### Goal
Copy out each of the rows below word for word, keeping every character unchanged.

### Entries shown
= = = = = = =

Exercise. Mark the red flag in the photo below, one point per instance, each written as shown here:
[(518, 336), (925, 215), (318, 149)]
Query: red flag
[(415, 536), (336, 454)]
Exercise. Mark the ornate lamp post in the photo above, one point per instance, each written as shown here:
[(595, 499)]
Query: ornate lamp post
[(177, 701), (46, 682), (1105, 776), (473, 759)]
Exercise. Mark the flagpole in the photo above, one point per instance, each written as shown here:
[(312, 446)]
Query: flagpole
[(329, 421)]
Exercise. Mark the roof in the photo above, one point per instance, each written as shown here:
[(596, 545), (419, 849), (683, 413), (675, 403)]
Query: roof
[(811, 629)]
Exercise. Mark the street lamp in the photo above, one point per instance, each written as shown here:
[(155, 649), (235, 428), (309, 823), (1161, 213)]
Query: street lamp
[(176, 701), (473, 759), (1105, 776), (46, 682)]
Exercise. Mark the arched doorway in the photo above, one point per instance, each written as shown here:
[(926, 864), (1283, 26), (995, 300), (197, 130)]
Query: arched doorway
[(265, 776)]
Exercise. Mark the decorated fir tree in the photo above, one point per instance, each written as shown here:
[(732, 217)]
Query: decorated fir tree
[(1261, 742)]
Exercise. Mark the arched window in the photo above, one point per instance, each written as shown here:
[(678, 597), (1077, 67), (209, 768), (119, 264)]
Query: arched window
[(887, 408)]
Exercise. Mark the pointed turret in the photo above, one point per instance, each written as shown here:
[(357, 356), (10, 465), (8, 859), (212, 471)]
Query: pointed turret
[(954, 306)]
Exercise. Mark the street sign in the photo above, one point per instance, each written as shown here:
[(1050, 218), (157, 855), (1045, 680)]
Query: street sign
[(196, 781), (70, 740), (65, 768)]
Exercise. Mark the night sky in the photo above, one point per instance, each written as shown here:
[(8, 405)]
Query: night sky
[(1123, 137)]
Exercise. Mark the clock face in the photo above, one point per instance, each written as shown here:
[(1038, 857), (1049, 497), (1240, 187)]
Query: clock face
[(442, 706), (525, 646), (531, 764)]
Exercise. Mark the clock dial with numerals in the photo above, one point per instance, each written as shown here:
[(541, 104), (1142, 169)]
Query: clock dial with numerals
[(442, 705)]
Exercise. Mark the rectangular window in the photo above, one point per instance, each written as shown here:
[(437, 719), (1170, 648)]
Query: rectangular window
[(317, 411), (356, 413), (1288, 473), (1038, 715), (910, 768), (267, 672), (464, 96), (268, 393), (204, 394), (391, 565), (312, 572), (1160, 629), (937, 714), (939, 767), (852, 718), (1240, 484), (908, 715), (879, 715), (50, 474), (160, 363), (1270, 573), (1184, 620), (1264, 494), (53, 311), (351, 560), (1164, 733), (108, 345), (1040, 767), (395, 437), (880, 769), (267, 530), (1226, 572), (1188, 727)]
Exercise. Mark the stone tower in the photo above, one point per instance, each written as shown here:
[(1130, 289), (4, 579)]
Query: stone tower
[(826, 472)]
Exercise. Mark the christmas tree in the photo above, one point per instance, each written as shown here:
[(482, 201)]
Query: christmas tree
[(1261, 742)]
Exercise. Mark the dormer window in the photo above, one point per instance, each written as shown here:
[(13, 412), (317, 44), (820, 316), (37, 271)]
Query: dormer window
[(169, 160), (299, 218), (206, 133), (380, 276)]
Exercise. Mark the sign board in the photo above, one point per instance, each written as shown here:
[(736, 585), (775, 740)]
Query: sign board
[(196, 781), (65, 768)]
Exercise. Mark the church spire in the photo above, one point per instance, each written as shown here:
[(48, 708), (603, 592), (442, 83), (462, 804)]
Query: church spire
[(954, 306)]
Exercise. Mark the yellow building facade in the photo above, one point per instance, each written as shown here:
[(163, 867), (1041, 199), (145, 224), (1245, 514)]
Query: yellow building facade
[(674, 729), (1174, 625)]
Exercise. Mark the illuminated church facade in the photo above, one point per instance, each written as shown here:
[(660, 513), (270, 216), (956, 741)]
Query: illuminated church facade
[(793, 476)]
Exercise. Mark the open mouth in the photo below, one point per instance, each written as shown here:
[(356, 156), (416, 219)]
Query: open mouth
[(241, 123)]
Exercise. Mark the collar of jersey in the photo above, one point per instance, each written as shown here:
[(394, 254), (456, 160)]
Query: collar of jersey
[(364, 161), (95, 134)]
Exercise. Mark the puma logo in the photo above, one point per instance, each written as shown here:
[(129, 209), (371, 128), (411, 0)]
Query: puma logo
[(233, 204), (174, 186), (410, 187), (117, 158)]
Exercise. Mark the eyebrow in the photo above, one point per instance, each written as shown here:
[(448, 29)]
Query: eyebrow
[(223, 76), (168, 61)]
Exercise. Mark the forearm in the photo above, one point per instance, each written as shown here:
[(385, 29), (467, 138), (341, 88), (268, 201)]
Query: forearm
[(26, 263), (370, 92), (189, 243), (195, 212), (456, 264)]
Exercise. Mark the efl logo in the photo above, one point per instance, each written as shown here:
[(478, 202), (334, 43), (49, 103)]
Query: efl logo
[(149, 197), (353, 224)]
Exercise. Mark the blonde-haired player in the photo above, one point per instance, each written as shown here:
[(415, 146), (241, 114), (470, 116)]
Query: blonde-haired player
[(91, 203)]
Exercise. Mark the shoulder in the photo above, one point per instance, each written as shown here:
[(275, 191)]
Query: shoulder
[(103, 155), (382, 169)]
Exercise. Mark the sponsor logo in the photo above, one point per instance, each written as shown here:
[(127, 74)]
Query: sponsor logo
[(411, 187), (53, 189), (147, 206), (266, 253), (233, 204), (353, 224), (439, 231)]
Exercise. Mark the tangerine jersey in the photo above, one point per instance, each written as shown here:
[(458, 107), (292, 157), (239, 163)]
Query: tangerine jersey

= = = = = = =

### Answer below
Exercise. Mark the red flag in the photo below, one point per instance, each written as shown here:
[(518, 336), (925, 215), (318, 149)]
Query: red flag
[(415, 536), (336, 454)]
Exercise. Mark the ornate lamp post in the photo above, one point per instance, each written as shown here:
[(595, 499)]
Query: ornate lamp post
[(177, 701), (46, 682), (1105, 776), (473, 759)]
Exercise. Mark the flagpole in the photo above, one point per instance, each written as shown here:
[(312, 446)]
Query: flagpole
[(329, 421)]
Exercise. Mark the roof in the photo above, one point per instance, each written as shown here:
[(596, 545), (419, 849), (683, 413), (675, 403)]
Query: roof
[(811, 629)]
Exercise. Mark the street lamp in the photo above, one point per instance, each written as shown here:
[(155, 649), (235, 428), (309, 823), (1161, 213)]
Query: street lamp
[(176, 701), (473, 759), (1105, 776), (46, 682)]
Exercise. Mark the arched doorway in the photo above, one point per instance, each written as shown here:
[(926, 864), (1283, 26), (995, 300), (197, 130)]
Query: arched doorway
[(265, 776)]
Exercise. Mark the decorated fir tree in the photo above, one point per instance, each written as shown here:
[(732, 217)]
Query: decorated fir tree
[(1261, 742)]
Exercise. Mark the arched window in the photo above, one point per instance, each written as shown here:
[(678, 597), (1077, 67), (209, 768), (119, 264)]
Query: arched window
[(887, 408)]
Exercise. Mark the pointed turret in the photo above, one point per instance, each written as shown here:
[(357, 356), (10, 465), (8, 859), (212, 471)]
Query: pointed turret
[(954, 306)]
Exercise. Mark the street sign in the photo above, one point per instance, each written as shown here:
[(1050, 218), (157, 855), (1045, 680)]
Query: street sign
[(196, 781), (70, 740), (65, 768)]
Exercise. Mark the night sky in the photo above, one point per instance, each written as shown here:
[(8, 405)]
Query: night sky
[(1123, 137)]
Exercise. Mark the clock face in the photo above, one point per instance, each written as shown here:
[(1038, 857), (1049, 497), (1240, 187)]
Query: clock face
[(442, 706), (525, 646), (531, 764)]
Exercise. Mark the clock dial with numerals in the photo above, one point per instance, each written as shown here:
[(541, 104), (1142, 169)]
Query: clock dial with numerals
[(442, 705)]
Exercise. Mark the rectangular window in the photo above, one point per instance, each written as shown here:
[(437, 719), (1170, 648)]
Query: rectangular window
[(317, 411), (356, 413), (1288, 473), (1038, 715), (910, 768), (267, 672), (464, 96), (268, 393), (204, 394), (391, 565), (312, 572), (1160, 629), (937, 714), (939, 767), (852, 718), (1240, 484), (908, 715), (879, 715), (50, 474), (160, 363), (1270, 573), (1184, 620), (1264, 494), (53, 311), (351, 560), (1164, 733), (108, 345), (1040, 767), (395, 437), (880, 769), (267, 530), (1226, 572), (1188, 727)]
Exercise. Mark the stone tower in the photo above, one point per instance, each written as shown here:
[(1130, 289), (4, 579)]
Query: stone tower
[(826, 472)]
Exercise. Mark the christmas tree in the photo above, one point per instance, each written as shown here:
[(482, 201)]
Query: christmas tree
[(1261, 742)]
Exercise. Mark the dormer window in the photo above, one point per instance, each written as shown here:
[(13, 412), (317, 44), (820, 316), (37, 271)]
Query: dormer window
[(169, 160), (299, 218), (206, 133), (380, 276)]
Exercise. Mark the sign board in the photo above, one point per instance, each written as shown here:
[(736, 585), (775, 740)]
Query: sign board
[(196, 781), (65, 768)]
Exercise. Mark the church spire in the photo above, one point per instance, each written as shown here:
[(48, 708), (603, 592), (442, 83), (462, 804)]
Query: church spire
[(954, 306)]
Exercise. Mark the yellow building facade in the photo above, one point per instance, each written as shown here:
[(163, 867), (1041, 199), (145, 224), (1245, 514)]
Query: yellow building facade
[(674, 729), (1174, 625)]
Exercise. Mark the illuminated church facade in the photo above, one point per instance, each written as shown here:
[(660, 513), (270, 216), (956, 741)]
Query: illuminated church facade
[(793, 476)]
Exercise. Mark the open mouth in the photo below, one point per instance, each written as shown here:
[(356, 156), (416, 219)]
Query: open mouth
[(241, 123)]
Exercise. Mark the collar of jersey in the photo above, one point per instance, each written as shown here:
[(394, 254), (456, 160)]
Query: collar of jersey
[(364, 161), (95, 134)]
Exercise. Mark the puma logo in the photo above, one point per instance, each written as shown here:
[(129, 209), (371, 128), (411, 0)]
Query: puma logo
[(233, 204), (174, 186), (410, 187), (117, 158)]
Exercise. Mark the eyebrow in the photo above, one point per instance, each written as shown here:
[(448, 29)]
Query: eyebrow
[(223, 76), (168, 61)]
Exercise. Mark the forearm in the photo above, one point per instance, each written as shown here:
[(385, 29), (467, 138), (341, 88), (268, 201)]
Query: forearm
[(26, 263), (370, 92), (189, 243), (195, 212), (456, 264)]
Exercise. Mark the efl logo in the photo above, one point per instance, each written as shown here:
[(478, 202), (334, 43), (49, 103)]
Query: efl logo
[(149, 197), (353, 224)]
Exercise. Mark the blonde-haired player in the photo above, one point per instance, each written as shown here:
[(415, 146), (241, 114), (470, 116)]
Query: blonde-haired player
[(91, 203)]
Exercise. Mark the shoulder in the photo above, one point per instance, each written as shown here:
[(275, 191)]
Query: shoulder
[(103, 155), (382, 169)]
Exercise. Mark the sponsor logo in the photo above, one point per instance, each written as shown here:
[(127, 74)]
Query: sponsor logo
[(411, 187), (53, 189), (147, 206), (266, 253), (233, 204), (353, 224), (439, 231)]
Exercise. Mark the tangerine jersey in the photo above, one point per instance, each written as shown here:
[(458, 107), (292, 157), (239, 163)]
Query: tangerine jersey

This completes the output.